→ **Exercise details**
Leave out the pictures and transcribe the rest of the records exactly.

[Items from a data source]
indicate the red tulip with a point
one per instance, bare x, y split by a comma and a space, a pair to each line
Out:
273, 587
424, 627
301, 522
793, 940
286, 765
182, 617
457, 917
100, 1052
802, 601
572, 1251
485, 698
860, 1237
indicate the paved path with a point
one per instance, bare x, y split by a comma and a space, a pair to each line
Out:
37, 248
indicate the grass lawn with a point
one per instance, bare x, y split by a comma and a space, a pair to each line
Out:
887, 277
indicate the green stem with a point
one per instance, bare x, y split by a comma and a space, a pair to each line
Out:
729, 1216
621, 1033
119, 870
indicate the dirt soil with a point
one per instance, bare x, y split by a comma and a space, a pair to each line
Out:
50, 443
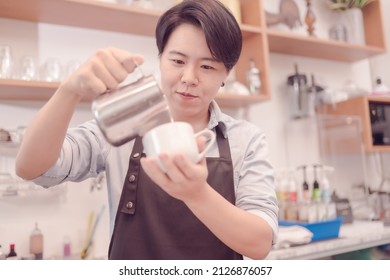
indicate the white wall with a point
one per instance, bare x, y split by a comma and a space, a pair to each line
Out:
291, 143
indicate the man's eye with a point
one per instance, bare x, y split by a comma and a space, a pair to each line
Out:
207, 67
178, 61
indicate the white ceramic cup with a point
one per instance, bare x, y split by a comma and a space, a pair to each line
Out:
175, 138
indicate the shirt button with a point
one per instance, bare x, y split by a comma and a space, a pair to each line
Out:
131, 178
129, 205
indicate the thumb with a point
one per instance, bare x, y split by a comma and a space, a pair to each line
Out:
201, 142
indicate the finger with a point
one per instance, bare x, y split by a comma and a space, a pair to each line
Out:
184, 166
113, 65
106, 75
201, 142
129, 61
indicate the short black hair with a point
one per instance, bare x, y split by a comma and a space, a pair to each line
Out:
222, 32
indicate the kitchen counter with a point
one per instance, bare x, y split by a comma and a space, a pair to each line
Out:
356, 236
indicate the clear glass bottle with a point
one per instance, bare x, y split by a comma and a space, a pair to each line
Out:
253, 78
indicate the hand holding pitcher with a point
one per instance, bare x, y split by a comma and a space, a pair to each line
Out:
103, 71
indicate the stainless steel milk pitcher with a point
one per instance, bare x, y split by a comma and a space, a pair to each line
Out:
130, 110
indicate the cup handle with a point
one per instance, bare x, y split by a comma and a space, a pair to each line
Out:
206, 132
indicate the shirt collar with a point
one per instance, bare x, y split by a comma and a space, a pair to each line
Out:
216, 117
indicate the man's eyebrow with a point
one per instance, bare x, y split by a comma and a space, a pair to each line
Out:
182, 54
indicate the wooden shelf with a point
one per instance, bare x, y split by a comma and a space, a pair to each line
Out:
229, 100
288, 43
83, 13
18, 90
258, 41
359, 106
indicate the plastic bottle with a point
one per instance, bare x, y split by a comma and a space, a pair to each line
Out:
12, 253
36, 243
292, 206
253, 78
326, 194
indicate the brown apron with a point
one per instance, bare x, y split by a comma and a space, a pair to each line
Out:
151, 224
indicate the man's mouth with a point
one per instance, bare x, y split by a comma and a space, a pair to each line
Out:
186, 94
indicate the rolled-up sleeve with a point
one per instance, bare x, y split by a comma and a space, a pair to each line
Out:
83, 155
254, 176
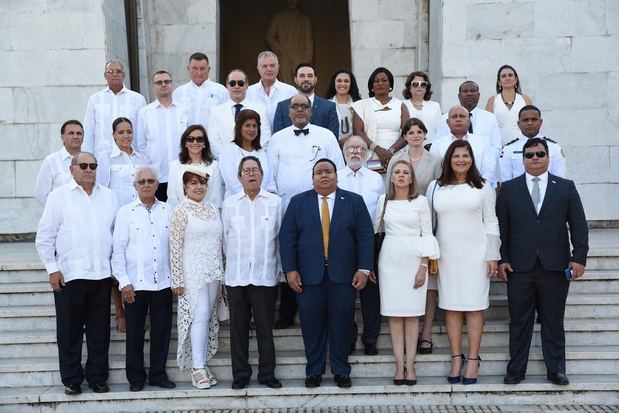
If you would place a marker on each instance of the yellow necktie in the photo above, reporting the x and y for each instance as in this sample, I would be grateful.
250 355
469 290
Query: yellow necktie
324 212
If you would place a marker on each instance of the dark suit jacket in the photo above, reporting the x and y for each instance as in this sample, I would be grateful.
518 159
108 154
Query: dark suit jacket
324 114
351 238
525 234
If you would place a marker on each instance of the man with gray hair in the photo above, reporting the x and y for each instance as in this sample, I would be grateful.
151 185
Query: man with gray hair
357 178
141 264
74 241
103 107
268 90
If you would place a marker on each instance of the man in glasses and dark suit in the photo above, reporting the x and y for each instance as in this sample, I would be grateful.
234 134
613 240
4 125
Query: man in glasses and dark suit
74 241
534 211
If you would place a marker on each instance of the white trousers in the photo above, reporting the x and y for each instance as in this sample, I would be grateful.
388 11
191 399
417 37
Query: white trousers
199 325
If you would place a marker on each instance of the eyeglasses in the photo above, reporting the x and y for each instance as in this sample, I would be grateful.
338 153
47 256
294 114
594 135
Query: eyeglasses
297 106
250 171
85 165
192 139
539 154
353 149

→ **Answer to this exercise**
indicate the red tulip with a point
one per instance, bare x, y split by a comma and a space, a pair to each line
Out:
273, 587
424, 627
301, 522
793, 940
286, 765
182, 617
457, 917
100, 1052
802, 601
572, 1251
485, 698
860, 1237
indicate the paved path with a point
one per instance, bare x, y split by a comma and a space, a pair to each line
Out:
37, 248
indicate the grass lawn with a point
one per instance, bare x, y split by a comma and a space, a pair to each line
Out:
887, 277
indicate the green stem with a point
one per instance, bare x, y split by a comma and a space, a pair to each line
Out:
729, 1216
621, 1033
119, 870
indicate the dirt soil with a point
one per instance, bare x, y split by a comma and a space, a pair to each line
Out:
50, 443
indicate the white wall with a point
one per instance, bare x, y split by a comma and a space, a pair to each line
Out:
291, 143
indicate the man's eye with a point
one per instance, bare x, y split by a comma and a space, a pair to each line
Out:
207, 67
178, 61
indicate the white ceramic cup with a point
one per instance, bare x, y split by a comma and a space, a pair to each line
Out:
175, 138
indicate the shirt button with a point
one per instance, bare x, y split by a comma and a space, a pair to each line
Out:
131, 178
129, 205
indicate the thumb with a point
one per instance, bare x, y split by a comma and a space, a pair to each line
Out:
201, 142
indicate the finger with a point
one per instance, bare x, y split by a comma and a space, a pair to each line
Out:
184, 166
113, 65
106, 75
201, 142
129, 61
indicate the short black hair with a point
one per instance, bare x, y split by a comma and a space, a pair to each line
Out:
222, 32
indicate the kitchen counter with a point
one per instance, bare x, y split by a comma and a space, a pair to each line
Out:
356, 236
indicate the clear glass bottle with a point
one per instance, bare x, y split by a comma and a space, a pair to each line
Out:
253, 78
indicate the hand holding pitcher with a point
one per instance, bare x, y split by a comma and a space, a pair to each line
Out:
103, 71
indicate the stainless steel milk pitcher with a point
one per instance, bare x, y split by a comma and a space, a pair to each line
Out:
130, 110
indicate the cup handle with a point
one per instance, bare x, y split by a comma and a space, a pair to each line
Out:
206, 132
indicate the shirt collar with a point
one per instance, bare x, y split by a comma and a space, a pair to each line
Out:
216, 117
indicate the man's eyebrow with a point
one per instance, bare x, y split by a comma and a space, a pair to each line
Out:
182, 54
indicate the wooden shelf with a point
one per instance, bare x, y split by a comma and a space, a pair to each line
Out:
229, 100
288, 43
83, 13
18, 90
258, 41
359, 106
indicate the plastic bottle with a point
one per instance, bare x, y split by a comma and a space, a pair to each line
Out:
12, 253
36, 243
292, 206
253, 78
326, 194
indicate the brown apron with a point
one per instance, bare x, y split by a comma and a space, a pair to each line
Out:
151, 224
indicate the man's mouth with a point
one per instance, bare x, y split by a comma and a space, a pair to each line
Out:
186, 94
indicate the rolled-up sleeve with a point
one per instance, bare x, y split by a comma and a space, a pair to each line
Out:
83, 155
254, 176
If you would place a marker on each instance of the yellow necktie in the photo above, reporting the x and y for each instance as in this sample, I would be grateful.
250 355
469 290
Query: yellow necktie
324 212
If you would place a marker on each instance of the dark suit jacket in the photo above, reporting the x and y for each instance as in this sample, I would be grateful.
518 159
108 154
Query: dark suit jacket
324 114
351 238
525 234
If you would place a marker on each instance of the man with gray hair in the photo above, reporting the x and y for each instance as in this sample, I would be grateful.
151 185
Query: man with gray hair
357 178
141 264
74 241
103 107
268 90
If you would place a marker on each instance of the man in glasses and dark suit in the photo above, reporting the x and y for each instance as in this sample, I would be grateful.
234 134
613 240
4 125
Query: man in glasses and dark suit
74 241
534 211
If you would place a marker on each instance of the white trousers in the photo above, reporting the x and y for each instance as in this sample, I would be grateful.
388 11
191 399
417 37
Query: white trousers
199 325
If you would place a marker on each instance of the eyeglasses in the photo above, reporting the x and y for each instance as in this sample, I would be grateful.
338 153
47 256
294 114
594 135
Query: eyeglasses
297 106
250 171
85 165
192 139
539 154
353 149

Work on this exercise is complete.